BEGIN
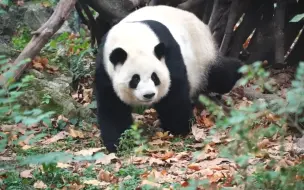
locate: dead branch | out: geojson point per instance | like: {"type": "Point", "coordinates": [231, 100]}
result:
{"type": "Point", "coordinates": [252, 94]}
{"type": "Point", "coordinates": [42, 35]}
{"type": "Point", "coordinates": [279, 18]}
{"type": "Point", "coordinates": [218, 19]}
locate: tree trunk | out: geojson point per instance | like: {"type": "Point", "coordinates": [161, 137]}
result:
{"type": "Point", "coordinates": [42, 35]}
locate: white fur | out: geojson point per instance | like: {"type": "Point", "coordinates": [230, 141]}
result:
{"type": "Point", "coordinates": [193, 36]}
{"type": "Point", "coordinates": [141, 60]}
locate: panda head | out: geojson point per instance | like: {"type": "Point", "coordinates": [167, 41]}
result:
{"type": "Point", "coordinates": [140, 75]}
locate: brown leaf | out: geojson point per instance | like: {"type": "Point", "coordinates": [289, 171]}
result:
{"type": "Point", "coordinates": [40, 185]}
{"type": "Point", "coordinates": [4, 158]}
{"type": "Point", "coordinates": [263, 144]}
{"type": "Point", "coordinates": [87, 94]}
{"type": "Point", "coordinates": [159, 142]}
{"type": "Point", "coordinates": [26, 174]}
{"type": "Point", "coordinates": [165, 156]}
{"type": "Point", "coordinates": [155, 161]}
{"type": "Point", "coordinates": [198, 133]}
{"type": "Point", "coordinates": [194, 166]}
{"type": "Point", "coordinates": [215, 177]}
{"type": "Point", "coordinates": [139, 160]}
{"type": "Point", "coordinates": [150, 183]}
{"type": "Point", "coordinates": [61, 135]}
{"type": "Point", "coordinates": [208, 121]}
{"type": "Point", "coordinates": [63, 165]}
{"type": "Point", "coordinates": [12, 128]}
{"type": "Point", "coordinates": [107, 177]}
{"type": "Point", "coordinates": [95, 182]}
{"type": "Point", "coordinates": [44, 61]}
{"type": "Point", "coordinates": [184, 184]}
{"type": "Point", "coordinates": [87, 152]}
{"type": "Point", "coordinates": [26, 147]}
{"type": "Point", "coordinates": [105, 160]}
{"type": "Point", "coordinates": [161, 135]}
{"type": "Point", "coordinates": [75, 133]}
{"type": "Point", "coordinates": [38, 66]}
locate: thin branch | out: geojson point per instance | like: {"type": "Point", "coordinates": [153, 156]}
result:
{"type": "Point", "coordinates": [279, 19]}
{"type": "Point", "coordinates": [229, 27]}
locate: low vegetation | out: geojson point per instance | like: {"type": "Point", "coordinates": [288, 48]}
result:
{"type": "Point", "coordinates": [255, 144]}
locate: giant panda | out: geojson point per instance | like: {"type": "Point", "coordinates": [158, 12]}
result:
{"type": "Point", "coordinates": [158, 56]}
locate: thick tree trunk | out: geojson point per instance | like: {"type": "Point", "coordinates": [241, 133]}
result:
{"type": "Point", "coordinates": [42, 35]}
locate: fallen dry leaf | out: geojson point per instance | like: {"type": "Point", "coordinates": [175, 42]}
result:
{"type": "Point", "coordinates": [75, 133]}
{"type": "Point", "coordinates": [152, 184]}
{"type": "Point", "coordinates": [155, 161]}
{"type": "Point", "coordinates": [165, 156]}
{"type": "Point", "coordinates": [106, 159]}
{"type": "Point", "coordinates": [215, 177]}
{"type": "Point", "coordinates": [107, 177]}
{"type": "Point", "coordinates": [194, 166]}
{"type": "Point", "coordinates": [87, 152]}
{"type": "Point", "coordinates": [63, 165]}
{"type": "Point", "coordinates": [61, 135]}
{"type": "Point", "coordinates": [263, 144]}
{"type": "Point", "coordinates": [26, 147]}
{"type": "Point", "coordinates": [26, 174]}
{"type": "Point", "coordinates": [87, 95]}
{"type": "Point", "coordinates": [198, 133]}
{"type": "Point", "coordinates": [95, 182]}
{"type": "Point", "coordinates": [40, 185]}
{"type": "Point", "coordinates": [3, 158]}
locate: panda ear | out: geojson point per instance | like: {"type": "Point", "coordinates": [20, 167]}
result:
{"type": "Point", "coordinates": [160, 50]}
{"type": "Point", "coordinates": [118, 55]}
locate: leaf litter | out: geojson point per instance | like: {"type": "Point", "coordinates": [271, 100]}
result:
{"type": "Point", "coordinates": [165, 161]}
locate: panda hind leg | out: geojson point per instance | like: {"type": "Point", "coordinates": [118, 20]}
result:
{"type": "Point", "coordinates": [175, 113]}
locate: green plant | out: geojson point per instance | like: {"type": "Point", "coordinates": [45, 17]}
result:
{"type": "Point", "coordinates": [133, 181]}
{"type": "Point", "coordinates": [56, 177]}
{"type": "Point", "coordinates": [46, 99]}
{"type": "Point", "coordinates": [22, 38]}
{"type": "Point", "coordinates": [243, 120]}
{"type": "Point", "coordinates": [129, 140]}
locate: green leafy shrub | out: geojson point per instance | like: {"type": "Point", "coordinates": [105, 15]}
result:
{"type": "Point", "coordinates": [243, 120]}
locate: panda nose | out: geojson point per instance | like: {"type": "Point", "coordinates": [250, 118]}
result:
{"type": "Point", "coordinates": [149, 96]}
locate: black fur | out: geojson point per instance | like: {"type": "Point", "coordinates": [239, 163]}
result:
{"type": "Point", "coordinates": [114, 117]}
{"type": "Point", "coordinates": [175, 110]}
{"type": "Point", "coordinates": [118, 55]}
{"type": "Point", "coordinates": [160, 50]}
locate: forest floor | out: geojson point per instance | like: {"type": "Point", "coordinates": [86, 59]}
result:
{"type": "Point", "coordinates": [164, 161]}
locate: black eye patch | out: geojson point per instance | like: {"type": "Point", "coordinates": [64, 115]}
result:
{"type": "Point", "coordinates": [118, 55]}
{"type": "Point", "coordinates": [155, 79]}
{"type": "Point", "coordinates": [134, 81]}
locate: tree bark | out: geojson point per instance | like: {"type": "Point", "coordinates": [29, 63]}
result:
{"type": "Point", "coordinates": [262, 46]}
{"type": "Point", "coordinates": [42, 35]}
{"type": "Point", "coordinates": [279, 19]}
{"type": "Point", "coordinates": [250, 21]}
{"type": "Point", "coordinates": [218, 20]}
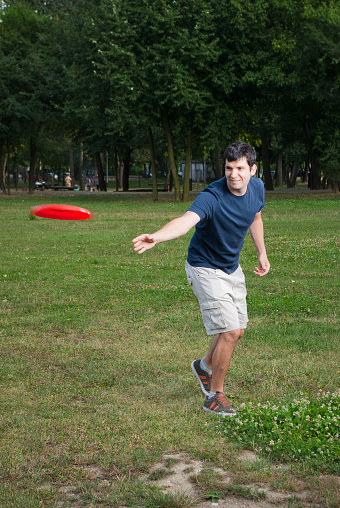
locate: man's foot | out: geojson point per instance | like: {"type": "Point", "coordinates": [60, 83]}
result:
{"type": "Point", "coordinates": [203, 377]}
{"type": "Point", "coordinates": [219, 405]}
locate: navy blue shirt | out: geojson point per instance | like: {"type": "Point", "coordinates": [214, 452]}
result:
{"type": "Point", "coordinates": [225, 220]}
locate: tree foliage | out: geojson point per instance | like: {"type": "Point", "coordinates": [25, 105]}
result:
{"type": "Point", "coordinates": [105, 74]}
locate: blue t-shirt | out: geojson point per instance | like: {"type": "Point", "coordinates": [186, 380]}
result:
{"type": "Point", "coordinates": [225, 220]}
END
== WORK ORDER ==
An exact copy of the records above is needed, free of pictures.

== RESPONSE TO THIS EXERCISE ==
locate: dead branch | out: geojson point per instance | like: {"type": "Point", "coordinates": [231, 100]}
result:
{"type": "Point", "coordinates": [252, 94]}
{"type": "Point", "coordinates": [42, 35]}
{"type": "Point", "coordinates": [279, 18]}
{"type": "Point", "coordinates": [218, 19]}
locate: tree trunk | out: geojson point per instance | like: {"type": "Point", "coordinates": [161, 137]}
result:
{"type": "Point", "coordinates": [42, 35]}
locate: white fur | out: geojson point per instance | like: {"type": "Point", "coordinates": [230, 141]}
result:
{"type": "Point", "coordinates": [193, 36]}
{"type": "Point", "coordinates": [141, 60]}
locate: panda head | out: geojson point per instance | like: {"type": "Point", "coordinates": [167, 41]}
result:
{"type": "Point", "coordinates": [140, 75]}
locate: brown leaf | out: geojson point per instance | like: {"type": "Point", "coordinates": [289, 171]}
result:
{"type": "Point", "coordinates": [40, 185]}
{"type": "Point", "coordinates": [4, 158]}
{"type": "Point", "coordinates": [263, 144]}
{"type": "Point", "coordinates": [87, 94]}
{"type": "Point", "coordinates": [159, 142]}
{"type": "Point", "coordinates": [26, 174]}
{"type": "Point", "coordinates": [165, 156]}
{"type": "Point", "coordinates": [155, 161]}
{"type": "Point", "coordinates": [198, 133]}
{"type": "Point", "coordinates": [194, 166]}
{"type": "Point", "coordinates": [215, 177]}
{"type": "Point", "coordinates": [139, 160]}
{"type": "Point", "coordinates": [150, 183]}
{"type": "Point", "coordinates": [61, 135]}
{"type": "Point", "coordinates": [208, 121]}
{"type": "Point", "coordinates": [63, 165]}
{"type": "Point", "coordinates": [12, 128]}
{"type": "Point", "coordinates": [107, 177]}
{"type": "Point", "coordinates": [95, 182]}
{"type": "Point", "coordinates": [44, 61]}
{"type": "Point", "coordinates": [184, 184]}
{"type": "Point", "coordinates": [87, 152]}
{"type": "Point", "coordinates": [26, 147]}
{"type": "Point", "coordinates": [105, 160]}
{"type": "Point", "coordinates": [161, 135]}
{"type": "Point", "coordinates": [75, 133]}
{"type": "Point", "coordinates": [38, 66]}
locate: thin branch | out: geojson point per instance | like: {"type": "Point", "coordinates": [153, 156]}
result:
{"type": "Point", "coordinates": [279, 19]}
{"type": "Point", "coordinates": [229, 27]}
locate: low vegetation | out: geojson point per instance | like: {"type": "Point", "coordinates": [288, 48]}
result:
{"type": "Point", "coordinates": [255, 144]}
locate: giant panda | out: geojson point per instance | like: {"type": "Point", "coordinates": [158, 12]}
result:
{"type": "Point", "coordinates": [158, 56]}
locate: thick tree trunk | out: geojson point per instance | like: {"type": "Point", "coordinates": [241, 133]}
result:
{"type": "Point", "coordinates": [42, 35]}
locate: fallen dry leaf | out: geojson point per instance | like: {"type": "Point", "coordinates": [175, 42]}
result:
{"type": "Point", "coordinates": [75, 133]}
{"type": "Point", "coordinates": [152, 184]}
{"type": "Point", "coordinates": [155, 161]}
{"type": "Point", "coordinates": [165, 156]}
{"type": "Point", "coordinates": [106, 159]}
{"type": "Point", "coordinates": [215, 177]}
{"type": "Point", "coordinates": [107, 177]}
{"type": "Point", "coordinates": [194, 166]}
{"type": "Point", "coordinates": [87, 152]}
{"type": "Point", "coordinates": [63, 165]}
{"type": "Point", "coordinates": [61, 135]}
{"type": "Point", "coordinates": [263, 144]}
{"type": "Point", "coordinates": [26, 147]}
{"type": "Point", "coordinates": [26, 174]}
{"type": "Point", "coordinates": [87, 95]}
{"type": "Point", "coordinates": [198, 133]}
{"type": "Point", "coordinates": [95, 182]}
{"type": "Point", "coordinates": [40, 185]}
{"type": "Point", "coordinates": [3, 158]}
locate: panda ear | out: geojson point per instance | like: {"type": "Point", "coordinates": [20, 167]}
result:
{"type": "Point", "coordinates": [160, 50]}
{"type": "Point", "coordinates": [118, 55]}
locate: leaf litter | out: geojson point per instance | like: {"type": "Point", "coordinates": [271, 100]}
result:
{"type": "Point", "coordinates": [165, 161]}
locate: panda hind leg | out: geojson point per instance | like: {"type": "Point", "coordinates": [118, 20]}
result:
{"type": "Point", "coordinates": [175, 113]}
locate: green plant | out: geojson point per instance | like: {"type": "Point", "coordinates": [45, 17]}
result:
{"type": "Point", "coordinates": [133, 181]}
{"type": "Point", "coordinates": [56, 177]}
{"type": "Point", "coordinates": [46, 99]}
{"type": "Point", "coordinates": [22, 38]}
{"type": "Point", "coordinates": [243, 120]}
{"type": "Point", "coordinates": [129, 140]}
locate: green leafy shrub | out: geojson point per instance | like: {"type": "Point", "coordinates": [105, 15]}
result:
{"type": "Point", "coordinates": [243, 120]}
locate: panda nose | out: geojson point per instance | like: {"type": "Point", "coordinates": [250, 118]}
result:
{"type": "Point", "coordinates": [149, 96]}
locate: black fur | out: geojson point per instance | like: {"type": "Point", "coordinates": [239, 163]}
result:
{"type": "Point", "coordinates": [114, 117]}
{"type": "Point", "coordinates": [175, 110]}
{"type": "Point", "coordinates": [118, 55]}
{"type": "Point", "coordinates": [160, 50]}
locate: forest floor | out: geojson point per instance | like: {"type": "Point", "coordinates": [86, 59]}
result:
{"type": "Point", "coordinates": [164, 161]}
locate: black eye patch | out: geojson point per instance | like: {"type": "Point", "coordinates": [64, 115]}
result:
{"type": "Point", "coordinates": [118, 55]}
{"type": "Point", "coordinates": [155, 79]}
{"type": "Point", "coordinates": [134, 81]}
locate: tree bark | out: geojson point per instance | like: {"type": "Point", "coordinates": [29, 63]}
result:
{"type": "Point", "coordinates": [262, 46]}
{"type": "Point", "coordinates": [42, 35]}
{"type": "Point", "coordinates": [279, 19]}
{"type": "Point", "coordinates": [250, 21]}
{"type": "Point", "coordinates": [218, 20]}
locate: man's foot | out: geojson point per instance | like: {"type": "Point", "coordinates": [60, 83]}
result:
{"type": "Point", "coordinates": [203, 377]}
{"type": "Point", "coordinates": [219, 405]}
locate: navy blue shirt | out: geojson point per instance | like: {"type": "Point", "coordinates": [214, 452]}
result:
{"type": "Point", "coordinates": [225, 220]}
locate: tree foliage | out: geojson point per instance | like: {"type": "Point", "coordinates": [25, 105]}
result:
{"type": "Point", "coordinates": [105, 74]}
locate: blue t-shirt | out: geojson point per instance | like: {"type": "Point", "coordinates": [186, 380]}
result:
{"type": "Point", "coordinates": [225, 220]}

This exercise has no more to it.